Start of PROVIDED MATERIAL
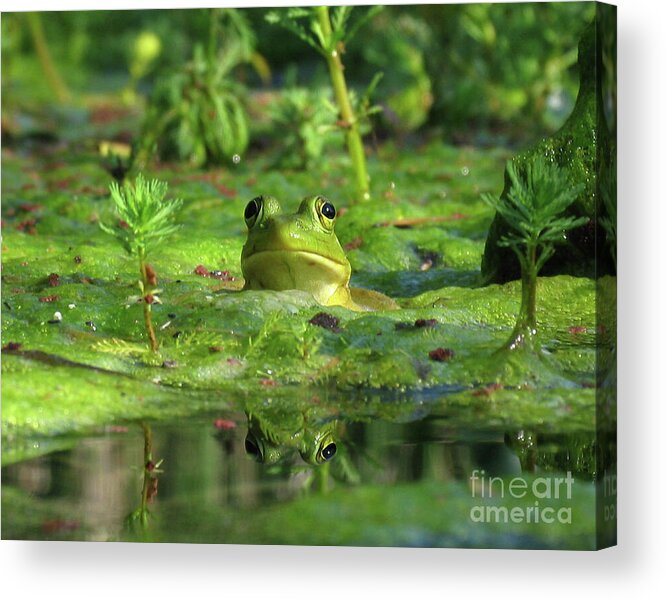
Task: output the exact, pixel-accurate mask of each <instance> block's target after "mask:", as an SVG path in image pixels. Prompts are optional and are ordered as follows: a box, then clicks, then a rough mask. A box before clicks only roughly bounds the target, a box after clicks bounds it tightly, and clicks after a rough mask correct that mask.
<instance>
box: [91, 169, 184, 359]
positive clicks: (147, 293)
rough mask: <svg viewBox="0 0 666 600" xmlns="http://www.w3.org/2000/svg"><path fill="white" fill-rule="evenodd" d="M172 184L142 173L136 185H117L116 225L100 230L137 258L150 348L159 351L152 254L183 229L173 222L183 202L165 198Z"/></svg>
End of PROVIDED MATERIAL
Transcribe each of the records above precisely, with no pictures in the copy.

» **RESULT**:
Task: output the exact, pixel-accurate mask of each <instance> block's target after "mask:", as an SVG path in image pixels. Prompts are optional and are ordered as follows: a box, then clicks, then a rough mask. A box before clicks only roughly bounds the target, a box after clicks bounds it tightly, and clicks after a rough mask correct that mask.
<instance>
box: [91, 169, 184, 359]
positive clicks: (147, 293)
rough mask: <svg viewBox="0 0 666 600" xmlns="http://www.w3.org/2000/svg"><path fill="white" fill-rule="evenodd" d="M172 184L142 173L136 185H117L116 225L100 230L137 258L150 348L159 351L152 254L183 229L173 222L183 202L165 198Z"/></svg>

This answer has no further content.